Reproduce the line containing "If you could mark the tree" and every line after it through the end of the records. Include nothing else.
▬▬▬▬▬▬▬▬▬▬
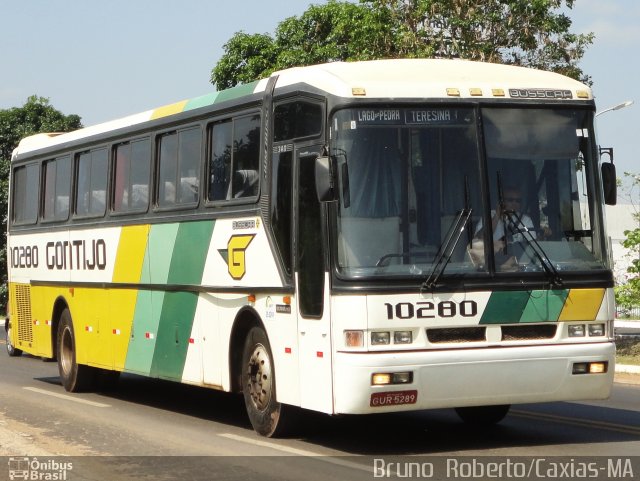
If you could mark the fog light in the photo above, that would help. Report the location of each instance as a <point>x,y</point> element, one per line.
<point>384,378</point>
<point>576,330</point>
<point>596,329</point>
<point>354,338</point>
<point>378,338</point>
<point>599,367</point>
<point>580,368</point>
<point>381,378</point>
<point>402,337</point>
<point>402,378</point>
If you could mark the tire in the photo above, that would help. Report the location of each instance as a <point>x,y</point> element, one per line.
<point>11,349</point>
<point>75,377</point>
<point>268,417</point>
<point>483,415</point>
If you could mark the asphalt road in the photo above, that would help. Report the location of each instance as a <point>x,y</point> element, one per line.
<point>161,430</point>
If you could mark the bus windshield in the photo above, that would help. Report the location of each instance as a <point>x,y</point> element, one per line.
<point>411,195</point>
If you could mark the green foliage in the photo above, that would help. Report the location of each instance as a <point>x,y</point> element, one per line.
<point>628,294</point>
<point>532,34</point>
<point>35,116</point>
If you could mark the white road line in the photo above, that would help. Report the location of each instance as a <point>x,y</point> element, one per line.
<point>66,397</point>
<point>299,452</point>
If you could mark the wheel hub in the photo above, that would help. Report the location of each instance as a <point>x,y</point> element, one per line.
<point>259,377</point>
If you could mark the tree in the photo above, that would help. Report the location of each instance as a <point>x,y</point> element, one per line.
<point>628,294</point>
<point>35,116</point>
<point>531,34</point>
▬▬▬▬▬▬▬▬▬▬
**Solution to the problem**
If you could mark the tree in the photo above, that would help. Report the location of each instance as a <point>x,y</point> element, one per line.
<point>628,294</point>
<point>35,116</point>
<point>531,34</point>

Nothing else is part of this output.